→ EXTRAIT FOURNI:

________________________

Tu ouvres le débat compliqué sur l’initiative des lois. J’en discute ailleurs sur mon site : voir, suite à mon blog du 2 fevrier, sur Bolkestein et in’t Veld, ma discussion avec Yvon.

Depuis toujours, le Conseil, depuis Amsterdam, le Parlement, et demain, si le TCE est ratifié, une pétition d’un million de signatures recueillie dans plusieurs pays, ont le pouvoir de demander à la Commission de présenter un texte législatif. C’est ce qui est traditionnellement appelé « inititiative des lois ». La vraie question est la suivante : la Commision a-t-elle l’obligation de répondre à cette demande, et surtout dans quel délai.

En ce qui concerne le Conseil, la réponse ne fait aucun doute. Le Conseil européen (les chefs d’états et de gouvernements) a bel et bien un pouvoir d’orientation sur l’activité de la Commission. Le Parlement, lui, a tenté d’exercer ce même pouvoir à propos de la taxe de Tobin : nous avons vu qu’il a échoué, pour une poignée de voix, celles des trotskistes.

Cette question des délais est symétrique. À de très nombreuses reprises, il est en effet précisé que la Commission ne peut faire de proposition qu’après avis du Parlement. Le Parlement a donc le pouvoir de bloquer... en ne rendant pas son avis ! Ce genre de conflit a lieu fréquemment, il est régulé par ce qu’on appelle les accords inter-institutionnels. Tu vois que la Constitution, aussi longue soit-elle, ne règle pas tout !

Tu abordes ensuite la procédure budgétaire. Alors là, je suis désolé, tu as complètement raté la nouveauté de la situation. Non seulement, comme je te l’ai déjà signalé, le Parlement voterait dorénavant TOUT le budget, mais en cas de conflit avec le conseil, la procédure (rigolote) prévue par l’article 404 le met en position symétrique et même légèrement favorable en cas de conflit avec le Conseil.

________________________

→ CONSIGNE DONNÉE A:
Relevez et recopiez chaque ligne des enregistrements ci-dessous qui contient le mot « carved ».

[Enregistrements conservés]
________________________

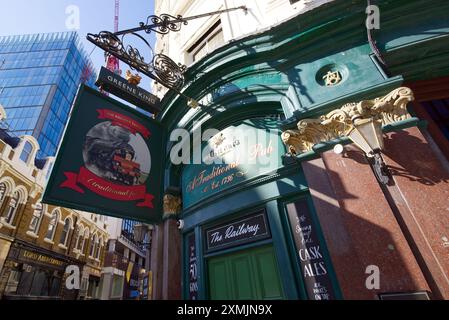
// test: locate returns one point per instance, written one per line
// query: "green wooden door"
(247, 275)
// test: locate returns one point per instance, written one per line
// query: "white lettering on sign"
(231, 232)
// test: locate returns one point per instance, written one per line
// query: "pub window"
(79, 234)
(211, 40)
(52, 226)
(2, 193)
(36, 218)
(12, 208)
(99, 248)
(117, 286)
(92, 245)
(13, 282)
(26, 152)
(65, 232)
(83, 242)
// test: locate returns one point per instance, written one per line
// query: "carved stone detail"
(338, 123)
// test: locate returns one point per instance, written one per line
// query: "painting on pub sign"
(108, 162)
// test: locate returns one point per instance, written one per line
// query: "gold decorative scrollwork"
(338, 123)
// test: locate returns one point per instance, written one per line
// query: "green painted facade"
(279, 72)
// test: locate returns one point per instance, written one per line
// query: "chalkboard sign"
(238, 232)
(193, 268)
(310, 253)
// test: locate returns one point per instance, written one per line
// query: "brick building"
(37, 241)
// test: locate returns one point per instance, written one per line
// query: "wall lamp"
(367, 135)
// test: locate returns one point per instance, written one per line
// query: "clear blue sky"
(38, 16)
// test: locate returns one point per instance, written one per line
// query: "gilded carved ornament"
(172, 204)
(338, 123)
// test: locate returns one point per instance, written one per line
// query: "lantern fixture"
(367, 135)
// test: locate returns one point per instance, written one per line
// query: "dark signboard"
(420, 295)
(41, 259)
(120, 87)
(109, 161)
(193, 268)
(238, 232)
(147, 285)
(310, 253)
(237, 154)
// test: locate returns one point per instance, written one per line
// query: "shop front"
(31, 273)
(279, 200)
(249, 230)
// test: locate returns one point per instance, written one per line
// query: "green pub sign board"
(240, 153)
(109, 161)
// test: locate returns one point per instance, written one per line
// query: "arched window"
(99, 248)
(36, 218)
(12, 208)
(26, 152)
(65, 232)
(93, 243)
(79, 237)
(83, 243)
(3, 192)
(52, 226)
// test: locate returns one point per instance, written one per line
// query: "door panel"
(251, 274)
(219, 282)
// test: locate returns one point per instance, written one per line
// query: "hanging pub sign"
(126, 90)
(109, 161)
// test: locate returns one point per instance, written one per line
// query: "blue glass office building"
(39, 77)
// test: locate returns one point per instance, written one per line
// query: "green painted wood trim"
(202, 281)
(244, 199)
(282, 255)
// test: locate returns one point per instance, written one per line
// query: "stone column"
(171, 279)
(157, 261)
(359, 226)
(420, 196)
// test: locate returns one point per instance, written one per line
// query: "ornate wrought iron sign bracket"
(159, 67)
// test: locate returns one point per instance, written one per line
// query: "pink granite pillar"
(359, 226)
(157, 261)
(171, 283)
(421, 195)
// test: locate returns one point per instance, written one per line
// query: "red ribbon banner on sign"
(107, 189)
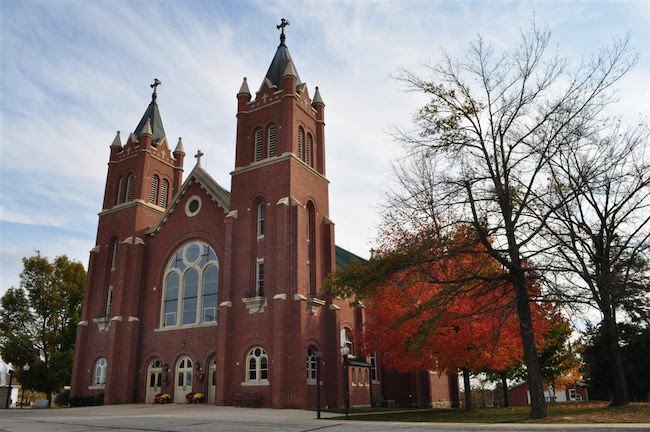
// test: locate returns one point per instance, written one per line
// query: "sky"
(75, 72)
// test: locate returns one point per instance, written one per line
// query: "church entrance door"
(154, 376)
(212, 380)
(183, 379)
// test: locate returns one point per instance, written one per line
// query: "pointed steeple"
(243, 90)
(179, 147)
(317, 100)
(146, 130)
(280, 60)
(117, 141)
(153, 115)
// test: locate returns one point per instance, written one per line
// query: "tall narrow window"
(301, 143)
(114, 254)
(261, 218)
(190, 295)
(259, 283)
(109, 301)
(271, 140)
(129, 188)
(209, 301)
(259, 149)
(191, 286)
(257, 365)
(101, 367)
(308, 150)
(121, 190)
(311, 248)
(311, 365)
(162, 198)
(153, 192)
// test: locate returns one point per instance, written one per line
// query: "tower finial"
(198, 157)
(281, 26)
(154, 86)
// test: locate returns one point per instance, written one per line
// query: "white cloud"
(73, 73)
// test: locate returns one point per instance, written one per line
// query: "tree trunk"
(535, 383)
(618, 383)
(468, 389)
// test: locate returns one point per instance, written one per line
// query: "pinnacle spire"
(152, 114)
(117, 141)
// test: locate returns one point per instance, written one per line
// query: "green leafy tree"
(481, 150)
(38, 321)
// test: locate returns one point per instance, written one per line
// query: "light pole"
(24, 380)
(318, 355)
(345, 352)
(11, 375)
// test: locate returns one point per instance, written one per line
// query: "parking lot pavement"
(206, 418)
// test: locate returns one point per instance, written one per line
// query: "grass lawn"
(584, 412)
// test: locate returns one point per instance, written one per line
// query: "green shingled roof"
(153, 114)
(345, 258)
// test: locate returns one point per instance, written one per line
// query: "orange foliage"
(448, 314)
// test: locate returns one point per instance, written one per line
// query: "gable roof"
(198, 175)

________________________

→ CONSIGNE DONNÉE B:
Selon l'extrait ci-dessus, à propos de quelle taxe le Parlement a-t-il tenté d'exercer un pouvoir d'orientation sur la Commission ?

→ RÉPONSE ATTENDUE A:
// query: "carved stone detail"
// query: "gilded carved ornament"

→ RÉPONSE ATTENDUE B:
À propos de la taxe de Tobin.